## Text section
┌──
Al-Qaeda Heads Terror ‘Mafia’ With Afghan Nexus (Update1)
Dec. 3 (Bloomberg) -- Secretary of State Hillary Clinton and Defense Secretary Robert Gates highlighted links between al-Qaeda and militants in Afghanistan and beyond to drive home the need for a surge of U.S. troops amid congressional skepticism.
In a second day of testimony on Capitol Hill, Gates, Clinton and Admiral Michael Mullen, chairman of the Joint Chiefs of Staff, defended President Barack Obama’s plan to increase U.S. forces fighting the war in Afghanistan by 30,000 to 98,000.
The three faced questions today from Democrats and Republicans on the Senate Foreign Relations Committee on whether al-Qaeda’s diminished strength in Afghanistan negated the need for deepening U.S. involvement. The Obama administration is emphasizing the potential of instability in Afghanistan to ripple through the region and worldwide.
The U.S. has increasingly come to see the various militant groups in Afghanistan, Pakistan and beyond not as separate “but as part of a syndicate of terrorism,” Clinton told the committee. “At the head of the table, like an old mafia diagram, sits al-Qaeda.”
Afghanistan, along with areas across the border in Pakistan, remains the nexus of al-Qaeda’s operational and propaganda strength, Gates said. The U.S. has provided extensive resources to fight terrorism globally, he said.
└──
## Source data
┌──
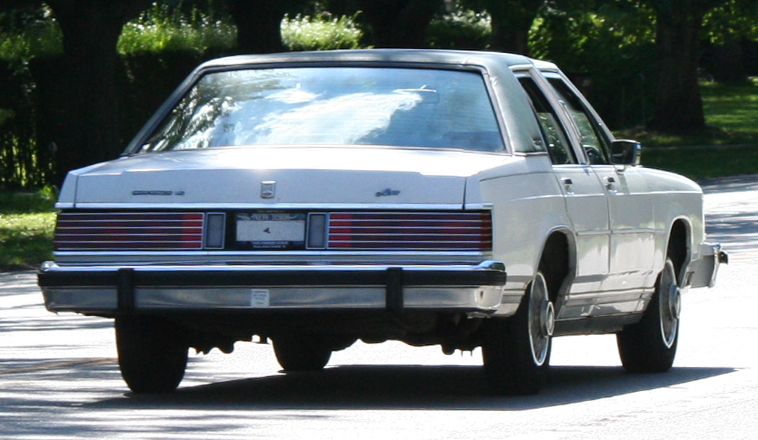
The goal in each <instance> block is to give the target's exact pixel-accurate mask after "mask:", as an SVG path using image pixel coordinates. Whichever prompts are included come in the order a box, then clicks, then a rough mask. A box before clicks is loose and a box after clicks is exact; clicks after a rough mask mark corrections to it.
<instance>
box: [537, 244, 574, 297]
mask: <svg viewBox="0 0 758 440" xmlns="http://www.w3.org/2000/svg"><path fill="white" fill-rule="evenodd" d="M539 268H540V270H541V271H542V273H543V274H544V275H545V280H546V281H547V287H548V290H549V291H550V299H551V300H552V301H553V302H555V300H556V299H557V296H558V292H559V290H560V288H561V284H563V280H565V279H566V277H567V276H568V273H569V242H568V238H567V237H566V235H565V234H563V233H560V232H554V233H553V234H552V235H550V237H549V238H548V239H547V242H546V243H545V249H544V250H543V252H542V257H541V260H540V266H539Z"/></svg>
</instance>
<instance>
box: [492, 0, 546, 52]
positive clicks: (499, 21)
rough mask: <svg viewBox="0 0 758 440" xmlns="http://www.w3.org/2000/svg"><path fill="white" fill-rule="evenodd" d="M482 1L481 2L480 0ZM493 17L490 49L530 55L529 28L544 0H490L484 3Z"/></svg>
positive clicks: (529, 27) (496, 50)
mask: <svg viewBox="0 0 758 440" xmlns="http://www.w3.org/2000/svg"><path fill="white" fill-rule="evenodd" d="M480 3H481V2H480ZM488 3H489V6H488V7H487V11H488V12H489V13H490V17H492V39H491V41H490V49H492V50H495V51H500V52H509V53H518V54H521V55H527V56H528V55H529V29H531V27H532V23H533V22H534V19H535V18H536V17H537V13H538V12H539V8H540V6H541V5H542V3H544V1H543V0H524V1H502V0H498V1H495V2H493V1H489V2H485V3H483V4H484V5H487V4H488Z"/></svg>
└──
┌──
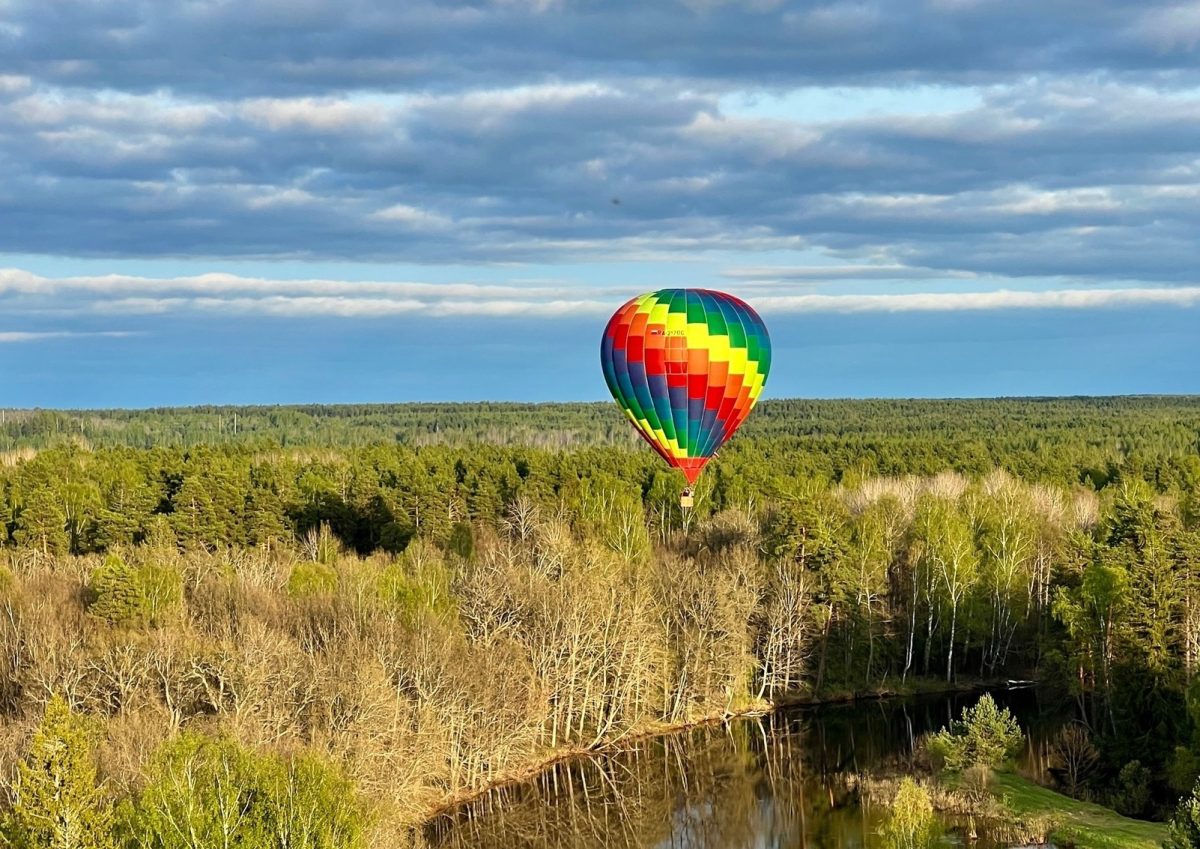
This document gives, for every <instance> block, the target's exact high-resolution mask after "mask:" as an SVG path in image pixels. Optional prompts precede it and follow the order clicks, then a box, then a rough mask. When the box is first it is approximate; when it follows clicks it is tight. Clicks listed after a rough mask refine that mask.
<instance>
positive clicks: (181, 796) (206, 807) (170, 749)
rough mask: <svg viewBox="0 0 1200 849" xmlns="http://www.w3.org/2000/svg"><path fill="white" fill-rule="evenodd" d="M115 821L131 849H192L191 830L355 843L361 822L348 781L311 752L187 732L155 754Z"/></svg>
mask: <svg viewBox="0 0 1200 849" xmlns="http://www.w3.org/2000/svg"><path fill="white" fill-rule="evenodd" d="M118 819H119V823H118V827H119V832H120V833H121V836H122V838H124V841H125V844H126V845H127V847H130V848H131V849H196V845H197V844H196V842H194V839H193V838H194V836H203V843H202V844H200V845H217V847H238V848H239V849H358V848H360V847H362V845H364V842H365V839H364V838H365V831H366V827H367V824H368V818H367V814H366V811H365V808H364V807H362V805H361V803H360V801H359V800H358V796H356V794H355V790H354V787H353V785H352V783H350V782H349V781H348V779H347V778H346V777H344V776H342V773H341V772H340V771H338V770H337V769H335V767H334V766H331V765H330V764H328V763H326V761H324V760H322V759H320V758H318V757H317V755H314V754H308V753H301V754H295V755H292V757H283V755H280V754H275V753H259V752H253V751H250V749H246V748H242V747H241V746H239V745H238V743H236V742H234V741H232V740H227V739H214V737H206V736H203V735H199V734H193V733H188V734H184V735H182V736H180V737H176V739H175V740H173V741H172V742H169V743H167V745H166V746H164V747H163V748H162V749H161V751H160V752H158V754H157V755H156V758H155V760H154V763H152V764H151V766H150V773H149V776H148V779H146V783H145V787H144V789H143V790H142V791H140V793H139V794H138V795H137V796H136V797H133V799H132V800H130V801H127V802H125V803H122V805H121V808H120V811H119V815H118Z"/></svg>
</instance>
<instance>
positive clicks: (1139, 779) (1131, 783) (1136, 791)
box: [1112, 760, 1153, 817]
└──
## Directive 1
Render this sentence from the troop surge article in Spanish: "The U.S. has provided extensive resources to fight terrorism globally, he said."
## Directive 2
Using the troop surge article, answer these:
(a) By how many troops would U.S. forces in Afghanistan increase under the plan, and to what total?
(b) Which Senate committee questioned Gates, Clinton and Mullen?
(c) According to Gates, where does al-Qaeda's operational and propaganda strength remain centered?
## Directive 3
Carry on the news article about the Afghanistan troop surge from the point where it stops.
The material has no connection to the news article on the Afghanistan troop surge.

## Your response 1
Estados Unidos ha proporcionado amplios recursos para combatir el terrorismo a nivel mundial, dijo.

## Your response 2
(a) By 30,000, to 98,000.
(b) The Senate Foreign Relations Committee.
(c) In Afghanistan, along with areas across the border in Pakistan.

## Your response 3
“It’s important to recognize where the whole nest is and to deal with that as well,” Gates told the panel.
Easing Anxiety
Obama’s top officials have begun a campaign of congressional and public appearances to ease Democrats’ anxiety over extending a war that already has dragged on for more than eight years. The officials are also trying to lessen Republican concerns that a simultaneous plan to begin a drawdown of troops in July 2011 will hamstring the effort.
There have been “misunderstandings” about “what that date meant,” Clinton told reporters aboard her plane before leaving for a NATO meeting in Brussels today.
“Starting in 2011 we will be prepared for a responsible transfer of security responsibility to the Afghan security forces based on the conditions as we evaluate them at that time,” Clinton said.
Senator John Kerry, the Massachusetts Democrat who chairs the Foreign Relations panel, and Richard Lugar of Indiana, the senior Republican, questioned whether increasing the number of U.S. forces in the war by 30,000 to 98,000 would serve the purpose of protecting national security and justify the cost, estimated at about $30 billion.
“I still remain concerned that additional troops will tempt us beyond a narrow and focused mission,” said Kerry, the Democratic nominee for president in 2004.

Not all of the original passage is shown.